- Short exercise: Which lines in the items below contain the word "metal"? Report each of them, copied in full.
======== Task inputs ========
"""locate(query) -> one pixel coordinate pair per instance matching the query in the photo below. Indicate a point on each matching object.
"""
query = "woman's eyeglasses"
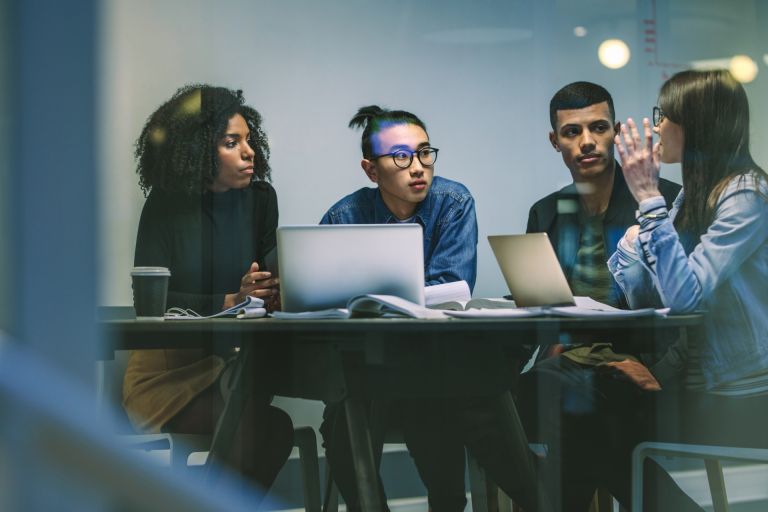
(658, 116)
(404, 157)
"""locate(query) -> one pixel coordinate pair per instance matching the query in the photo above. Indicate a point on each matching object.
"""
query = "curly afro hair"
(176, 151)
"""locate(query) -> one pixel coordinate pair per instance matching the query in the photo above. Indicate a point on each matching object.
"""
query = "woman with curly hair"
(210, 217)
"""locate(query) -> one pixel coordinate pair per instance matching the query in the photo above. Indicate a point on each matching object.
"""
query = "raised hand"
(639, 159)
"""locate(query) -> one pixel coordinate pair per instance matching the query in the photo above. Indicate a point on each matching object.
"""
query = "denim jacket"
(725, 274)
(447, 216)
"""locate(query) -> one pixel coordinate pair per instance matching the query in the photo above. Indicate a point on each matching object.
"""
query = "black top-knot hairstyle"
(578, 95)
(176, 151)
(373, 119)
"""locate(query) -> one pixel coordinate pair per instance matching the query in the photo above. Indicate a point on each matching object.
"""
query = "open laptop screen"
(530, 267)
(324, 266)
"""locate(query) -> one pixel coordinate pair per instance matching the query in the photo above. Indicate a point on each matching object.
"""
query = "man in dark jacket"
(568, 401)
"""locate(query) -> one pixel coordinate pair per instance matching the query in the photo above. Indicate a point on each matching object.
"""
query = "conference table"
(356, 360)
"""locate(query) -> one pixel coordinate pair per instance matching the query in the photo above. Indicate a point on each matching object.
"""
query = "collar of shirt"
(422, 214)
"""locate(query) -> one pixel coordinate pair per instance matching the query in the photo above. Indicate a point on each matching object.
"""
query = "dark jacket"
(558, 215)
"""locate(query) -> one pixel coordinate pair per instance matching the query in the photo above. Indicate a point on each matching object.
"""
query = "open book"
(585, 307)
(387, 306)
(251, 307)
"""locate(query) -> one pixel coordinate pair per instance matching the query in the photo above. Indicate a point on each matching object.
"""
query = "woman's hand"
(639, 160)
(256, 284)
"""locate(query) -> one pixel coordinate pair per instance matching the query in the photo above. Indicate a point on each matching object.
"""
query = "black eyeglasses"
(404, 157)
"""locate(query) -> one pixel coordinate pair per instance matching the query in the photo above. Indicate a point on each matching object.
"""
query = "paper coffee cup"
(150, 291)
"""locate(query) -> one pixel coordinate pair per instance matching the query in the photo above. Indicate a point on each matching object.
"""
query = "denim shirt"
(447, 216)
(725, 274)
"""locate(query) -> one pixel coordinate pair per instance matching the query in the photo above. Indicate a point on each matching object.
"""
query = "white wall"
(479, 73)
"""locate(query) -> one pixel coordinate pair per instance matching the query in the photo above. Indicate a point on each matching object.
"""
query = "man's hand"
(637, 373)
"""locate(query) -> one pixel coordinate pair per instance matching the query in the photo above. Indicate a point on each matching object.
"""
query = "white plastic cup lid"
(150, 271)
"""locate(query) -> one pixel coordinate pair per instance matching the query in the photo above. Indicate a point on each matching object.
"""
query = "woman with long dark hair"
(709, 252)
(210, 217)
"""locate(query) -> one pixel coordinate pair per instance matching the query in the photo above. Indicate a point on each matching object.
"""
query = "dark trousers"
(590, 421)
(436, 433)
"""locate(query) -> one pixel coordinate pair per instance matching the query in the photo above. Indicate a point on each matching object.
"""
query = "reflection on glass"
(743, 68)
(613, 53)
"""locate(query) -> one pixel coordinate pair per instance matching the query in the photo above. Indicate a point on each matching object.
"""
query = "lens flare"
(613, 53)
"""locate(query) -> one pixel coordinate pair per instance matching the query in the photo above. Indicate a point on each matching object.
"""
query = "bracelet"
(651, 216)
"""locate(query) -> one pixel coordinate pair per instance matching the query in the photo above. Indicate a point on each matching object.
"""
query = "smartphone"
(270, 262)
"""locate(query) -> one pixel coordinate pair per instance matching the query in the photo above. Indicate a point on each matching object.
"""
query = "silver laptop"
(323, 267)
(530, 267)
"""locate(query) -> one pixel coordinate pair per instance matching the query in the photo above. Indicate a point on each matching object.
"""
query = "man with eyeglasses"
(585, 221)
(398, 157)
========
======== Task inputs ========
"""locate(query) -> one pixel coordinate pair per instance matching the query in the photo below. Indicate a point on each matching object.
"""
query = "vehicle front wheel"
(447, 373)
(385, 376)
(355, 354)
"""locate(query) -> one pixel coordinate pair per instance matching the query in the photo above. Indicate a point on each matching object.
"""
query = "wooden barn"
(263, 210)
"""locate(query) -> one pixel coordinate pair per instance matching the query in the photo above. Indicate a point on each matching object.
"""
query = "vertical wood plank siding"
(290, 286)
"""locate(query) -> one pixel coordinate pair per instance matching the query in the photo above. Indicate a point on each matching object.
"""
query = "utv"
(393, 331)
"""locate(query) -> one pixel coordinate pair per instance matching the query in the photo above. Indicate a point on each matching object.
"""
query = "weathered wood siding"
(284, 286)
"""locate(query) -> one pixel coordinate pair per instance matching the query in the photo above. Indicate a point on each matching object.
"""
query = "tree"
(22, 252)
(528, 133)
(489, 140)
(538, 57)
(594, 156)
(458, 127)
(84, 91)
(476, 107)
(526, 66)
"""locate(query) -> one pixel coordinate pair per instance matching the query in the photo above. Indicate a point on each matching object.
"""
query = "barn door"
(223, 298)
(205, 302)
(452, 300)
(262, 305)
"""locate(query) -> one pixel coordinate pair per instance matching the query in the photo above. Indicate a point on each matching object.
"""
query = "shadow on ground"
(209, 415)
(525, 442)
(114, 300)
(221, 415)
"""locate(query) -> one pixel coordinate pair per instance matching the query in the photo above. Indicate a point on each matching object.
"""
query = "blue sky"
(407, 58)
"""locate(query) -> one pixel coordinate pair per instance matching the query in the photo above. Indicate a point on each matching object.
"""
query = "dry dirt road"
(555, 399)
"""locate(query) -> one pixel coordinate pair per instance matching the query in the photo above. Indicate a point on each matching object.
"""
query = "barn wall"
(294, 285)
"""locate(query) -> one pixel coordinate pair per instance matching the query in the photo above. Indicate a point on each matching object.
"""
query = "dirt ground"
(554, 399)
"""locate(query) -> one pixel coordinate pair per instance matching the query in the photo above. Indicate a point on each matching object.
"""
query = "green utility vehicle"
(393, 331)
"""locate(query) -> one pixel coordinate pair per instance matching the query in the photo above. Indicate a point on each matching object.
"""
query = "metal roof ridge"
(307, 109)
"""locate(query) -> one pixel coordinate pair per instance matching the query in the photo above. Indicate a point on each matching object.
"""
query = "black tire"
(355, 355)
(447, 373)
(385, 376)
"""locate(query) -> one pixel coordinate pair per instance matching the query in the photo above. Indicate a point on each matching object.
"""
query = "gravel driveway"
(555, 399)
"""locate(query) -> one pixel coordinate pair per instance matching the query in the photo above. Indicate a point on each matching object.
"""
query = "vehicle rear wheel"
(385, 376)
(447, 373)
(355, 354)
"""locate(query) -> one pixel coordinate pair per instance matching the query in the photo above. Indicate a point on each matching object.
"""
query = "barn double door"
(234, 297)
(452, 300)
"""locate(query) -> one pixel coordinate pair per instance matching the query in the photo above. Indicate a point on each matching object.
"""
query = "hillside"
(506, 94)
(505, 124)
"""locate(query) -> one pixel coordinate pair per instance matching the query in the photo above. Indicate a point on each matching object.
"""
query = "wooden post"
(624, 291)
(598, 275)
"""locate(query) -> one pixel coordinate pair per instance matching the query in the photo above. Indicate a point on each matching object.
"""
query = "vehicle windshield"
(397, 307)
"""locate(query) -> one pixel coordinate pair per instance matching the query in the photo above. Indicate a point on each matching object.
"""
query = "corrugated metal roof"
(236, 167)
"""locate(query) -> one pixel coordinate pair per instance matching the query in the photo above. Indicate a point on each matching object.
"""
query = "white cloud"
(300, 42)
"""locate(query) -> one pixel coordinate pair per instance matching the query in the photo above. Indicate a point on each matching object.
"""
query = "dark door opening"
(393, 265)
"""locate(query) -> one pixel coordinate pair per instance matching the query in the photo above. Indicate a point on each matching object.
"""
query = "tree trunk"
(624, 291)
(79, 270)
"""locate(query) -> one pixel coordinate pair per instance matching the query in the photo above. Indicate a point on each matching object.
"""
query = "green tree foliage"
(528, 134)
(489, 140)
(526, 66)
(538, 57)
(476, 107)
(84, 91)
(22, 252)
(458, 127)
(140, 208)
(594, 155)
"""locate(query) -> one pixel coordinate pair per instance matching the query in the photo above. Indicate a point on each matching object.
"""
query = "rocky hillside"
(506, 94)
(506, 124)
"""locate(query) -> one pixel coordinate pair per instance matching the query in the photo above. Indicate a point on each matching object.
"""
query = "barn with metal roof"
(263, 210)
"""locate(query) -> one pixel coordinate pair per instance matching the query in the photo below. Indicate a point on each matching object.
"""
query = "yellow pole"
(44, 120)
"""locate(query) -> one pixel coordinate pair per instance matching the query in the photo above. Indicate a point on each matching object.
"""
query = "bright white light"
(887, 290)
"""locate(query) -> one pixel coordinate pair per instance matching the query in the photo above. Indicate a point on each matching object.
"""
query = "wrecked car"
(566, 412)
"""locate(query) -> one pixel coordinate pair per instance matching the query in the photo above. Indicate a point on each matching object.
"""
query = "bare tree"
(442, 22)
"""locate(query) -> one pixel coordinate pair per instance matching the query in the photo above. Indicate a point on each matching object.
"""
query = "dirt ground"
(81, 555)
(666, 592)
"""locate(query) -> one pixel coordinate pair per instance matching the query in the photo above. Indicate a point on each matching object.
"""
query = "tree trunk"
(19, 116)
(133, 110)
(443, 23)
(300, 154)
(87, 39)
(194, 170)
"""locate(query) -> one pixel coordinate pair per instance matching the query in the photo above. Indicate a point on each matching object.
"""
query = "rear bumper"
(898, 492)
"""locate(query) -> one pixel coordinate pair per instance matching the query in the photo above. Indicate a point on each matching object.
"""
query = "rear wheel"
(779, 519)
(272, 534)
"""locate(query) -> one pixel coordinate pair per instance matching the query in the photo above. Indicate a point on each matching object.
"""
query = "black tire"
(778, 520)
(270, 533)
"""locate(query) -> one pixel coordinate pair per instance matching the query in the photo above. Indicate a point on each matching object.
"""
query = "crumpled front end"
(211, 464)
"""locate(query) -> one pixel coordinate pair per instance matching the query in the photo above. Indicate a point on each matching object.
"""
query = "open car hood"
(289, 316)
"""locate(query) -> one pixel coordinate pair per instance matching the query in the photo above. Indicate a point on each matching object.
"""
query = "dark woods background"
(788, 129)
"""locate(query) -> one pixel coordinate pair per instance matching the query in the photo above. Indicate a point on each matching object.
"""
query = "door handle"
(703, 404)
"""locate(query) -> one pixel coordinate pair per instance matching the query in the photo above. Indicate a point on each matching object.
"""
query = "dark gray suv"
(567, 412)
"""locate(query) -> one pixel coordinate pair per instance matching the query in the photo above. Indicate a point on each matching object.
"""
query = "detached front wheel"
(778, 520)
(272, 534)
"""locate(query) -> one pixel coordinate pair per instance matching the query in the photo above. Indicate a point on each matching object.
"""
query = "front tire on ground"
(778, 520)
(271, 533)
========
======== Task inputs ========
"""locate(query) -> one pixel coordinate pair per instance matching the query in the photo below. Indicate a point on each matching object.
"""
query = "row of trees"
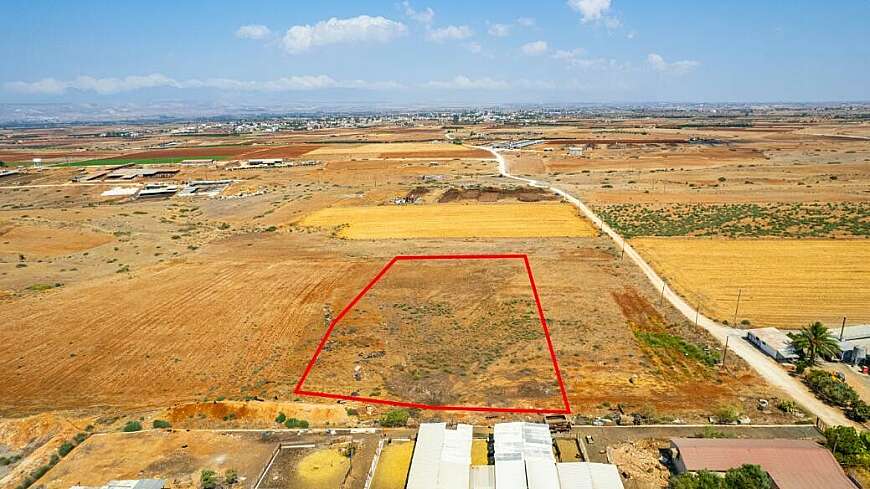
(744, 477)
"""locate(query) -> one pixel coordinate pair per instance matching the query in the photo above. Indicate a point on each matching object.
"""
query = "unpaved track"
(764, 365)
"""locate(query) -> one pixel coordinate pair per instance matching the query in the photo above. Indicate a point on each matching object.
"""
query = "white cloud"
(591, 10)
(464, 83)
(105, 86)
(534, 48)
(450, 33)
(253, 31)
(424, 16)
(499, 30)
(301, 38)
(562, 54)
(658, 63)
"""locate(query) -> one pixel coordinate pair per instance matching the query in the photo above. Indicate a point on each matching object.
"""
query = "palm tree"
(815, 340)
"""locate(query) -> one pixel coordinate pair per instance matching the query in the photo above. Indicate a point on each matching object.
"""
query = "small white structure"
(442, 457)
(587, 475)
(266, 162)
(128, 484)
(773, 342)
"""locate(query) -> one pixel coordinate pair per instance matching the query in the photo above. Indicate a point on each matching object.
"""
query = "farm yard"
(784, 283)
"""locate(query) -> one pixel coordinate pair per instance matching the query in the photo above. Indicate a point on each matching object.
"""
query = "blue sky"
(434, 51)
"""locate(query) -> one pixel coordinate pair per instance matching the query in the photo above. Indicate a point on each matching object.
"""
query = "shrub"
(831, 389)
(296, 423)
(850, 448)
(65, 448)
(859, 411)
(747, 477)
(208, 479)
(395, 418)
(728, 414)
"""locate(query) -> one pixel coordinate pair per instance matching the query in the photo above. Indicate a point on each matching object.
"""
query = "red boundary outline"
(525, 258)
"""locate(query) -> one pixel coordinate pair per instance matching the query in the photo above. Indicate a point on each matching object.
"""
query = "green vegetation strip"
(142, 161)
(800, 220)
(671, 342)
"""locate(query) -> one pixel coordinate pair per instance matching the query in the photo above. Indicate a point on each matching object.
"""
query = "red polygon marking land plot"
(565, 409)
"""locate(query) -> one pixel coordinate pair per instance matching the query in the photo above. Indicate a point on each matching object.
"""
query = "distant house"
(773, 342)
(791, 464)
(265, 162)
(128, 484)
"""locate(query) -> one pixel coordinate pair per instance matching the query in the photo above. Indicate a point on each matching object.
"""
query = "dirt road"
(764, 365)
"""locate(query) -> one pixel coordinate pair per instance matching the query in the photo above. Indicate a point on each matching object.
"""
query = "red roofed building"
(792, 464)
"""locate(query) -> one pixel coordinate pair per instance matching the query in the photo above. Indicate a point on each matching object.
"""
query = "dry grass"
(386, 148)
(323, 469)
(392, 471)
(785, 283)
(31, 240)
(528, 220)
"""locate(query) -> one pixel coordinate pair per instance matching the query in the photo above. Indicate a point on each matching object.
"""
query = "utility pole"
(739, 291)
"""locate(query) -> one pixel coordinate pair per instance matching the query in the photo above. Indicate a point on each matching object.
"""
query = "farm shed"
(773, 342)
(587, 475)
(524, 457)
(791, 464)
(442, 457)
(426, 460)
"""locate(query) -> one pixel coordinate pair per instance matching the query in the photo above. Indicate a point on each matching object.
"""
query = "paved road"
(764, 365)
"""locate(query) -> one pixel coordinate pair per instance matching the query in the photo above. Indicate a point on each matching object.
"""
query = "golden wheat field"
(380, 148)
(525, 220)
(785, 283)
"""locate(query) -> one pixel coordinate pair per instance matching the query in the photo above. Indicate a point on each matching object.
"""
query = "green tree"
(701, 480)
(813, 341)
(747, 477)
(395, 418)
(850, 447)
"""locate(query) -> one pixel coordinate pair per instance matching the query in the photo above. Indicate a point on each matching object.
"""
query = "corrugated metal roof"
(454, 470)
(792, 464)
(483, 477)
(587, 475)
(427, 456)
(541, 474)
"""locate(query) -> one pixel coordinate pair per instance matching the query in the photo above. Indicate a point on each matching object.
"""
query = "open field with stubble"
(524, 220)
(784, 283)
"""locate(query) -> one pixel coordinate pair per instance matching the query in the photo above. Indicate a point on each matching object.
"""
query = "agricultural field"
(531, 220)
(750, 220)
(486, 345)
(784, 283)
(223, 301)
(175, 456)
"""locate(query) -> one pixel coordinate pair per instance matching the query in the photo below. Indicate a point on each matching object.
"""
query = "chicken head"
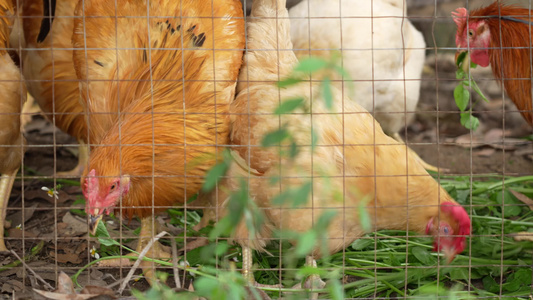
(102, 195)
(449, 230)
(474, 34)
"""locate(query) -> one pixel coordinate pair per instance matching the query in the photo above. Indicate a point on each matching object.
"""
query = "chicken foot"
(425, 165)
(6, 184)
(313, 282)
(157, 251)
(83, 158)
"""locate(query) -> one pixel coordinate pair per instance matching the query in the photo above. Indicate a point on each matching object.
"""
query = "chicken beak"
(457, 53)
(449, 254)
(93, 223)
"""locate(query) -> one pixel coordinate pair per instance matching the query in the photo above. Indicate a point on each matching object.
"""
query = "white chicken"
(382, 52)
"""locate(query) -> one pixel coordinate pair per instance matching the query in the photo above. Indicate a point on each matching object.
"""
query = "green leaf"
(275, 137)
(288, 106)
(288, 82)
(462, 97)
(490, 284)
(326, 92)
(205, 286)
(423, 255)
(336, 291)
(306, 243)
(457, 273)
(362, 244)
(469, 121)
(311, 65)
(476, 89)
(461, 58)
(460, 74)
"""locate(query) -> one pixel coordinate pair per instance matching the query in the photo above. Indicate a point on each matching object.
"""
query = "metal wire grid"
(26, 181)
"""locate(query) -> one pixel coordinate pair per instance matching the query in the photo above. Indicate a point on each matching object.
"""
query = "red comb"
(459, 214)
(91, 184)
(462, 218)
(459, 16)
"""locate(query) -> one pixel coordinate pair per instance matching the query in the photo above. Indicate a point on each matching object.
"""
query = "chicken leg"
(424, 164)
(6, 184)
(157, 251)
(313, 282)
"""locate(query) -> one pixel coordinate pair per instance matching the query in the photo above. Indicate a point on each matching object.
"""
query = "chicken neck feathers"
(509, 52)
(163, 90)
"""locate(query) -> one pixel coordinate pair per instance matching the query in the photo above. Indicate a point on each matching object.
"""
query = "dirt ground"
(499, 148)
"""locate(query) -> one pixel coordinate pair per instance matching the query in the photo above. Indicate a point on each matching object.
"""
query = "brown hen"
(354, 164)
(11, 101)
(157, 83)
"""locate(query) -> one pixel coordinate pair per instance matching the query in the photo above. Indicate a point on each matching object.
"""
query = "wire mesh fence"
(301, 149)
========
- The output:
query = "metal roof ridge"
query = "corrugated metal roof"
query = "barn with metal roof"
query = "corrugated metal roof"
query = "metal wire grid"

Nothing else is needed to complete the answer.